• WHAT YOU NEED TO DO:
Please tally the lines of the rows below that contain the string "building", treating uppercase and lowercase as different. Reply with the number alone.

• EXCERPTED DATA:
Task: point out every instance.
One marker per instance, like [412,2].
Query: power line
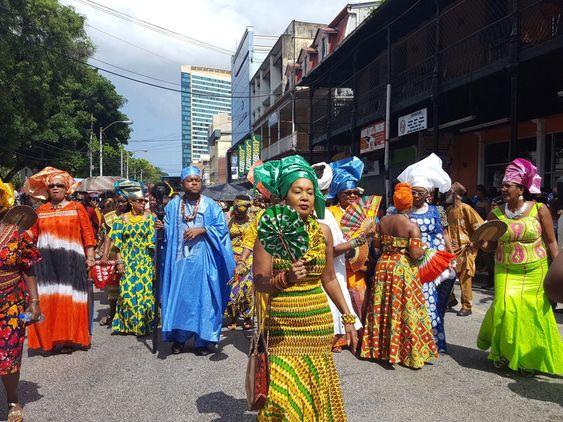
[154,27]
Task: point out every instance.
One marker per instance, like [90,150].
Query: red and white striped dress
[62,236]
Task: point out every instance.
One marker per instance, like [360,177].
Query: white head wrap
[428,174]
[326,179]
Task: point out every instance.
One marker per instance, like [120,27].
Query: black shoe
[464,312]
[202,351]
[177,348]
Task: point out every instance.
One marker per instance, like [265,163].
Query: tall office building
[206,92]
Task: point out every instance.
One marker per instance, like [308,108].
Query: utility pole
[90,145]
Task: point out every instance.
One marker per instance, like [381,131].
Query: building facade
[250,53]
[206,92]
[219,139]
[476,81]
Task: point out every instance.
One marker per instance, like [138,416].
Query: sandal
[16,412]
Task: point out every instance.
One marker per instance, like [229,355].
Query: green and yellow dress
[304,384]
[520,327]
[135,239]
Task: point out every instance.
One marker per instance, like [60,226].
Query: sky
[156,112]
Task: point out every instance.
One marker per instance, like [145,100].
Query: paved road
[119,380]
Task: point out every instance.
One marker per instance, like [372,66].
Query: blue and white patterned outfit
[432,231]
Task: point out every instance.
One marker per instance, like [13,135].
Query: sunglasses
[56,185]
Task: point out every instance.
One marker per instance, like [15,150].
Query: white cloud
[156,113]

• EXERCISE OUTPUT:
2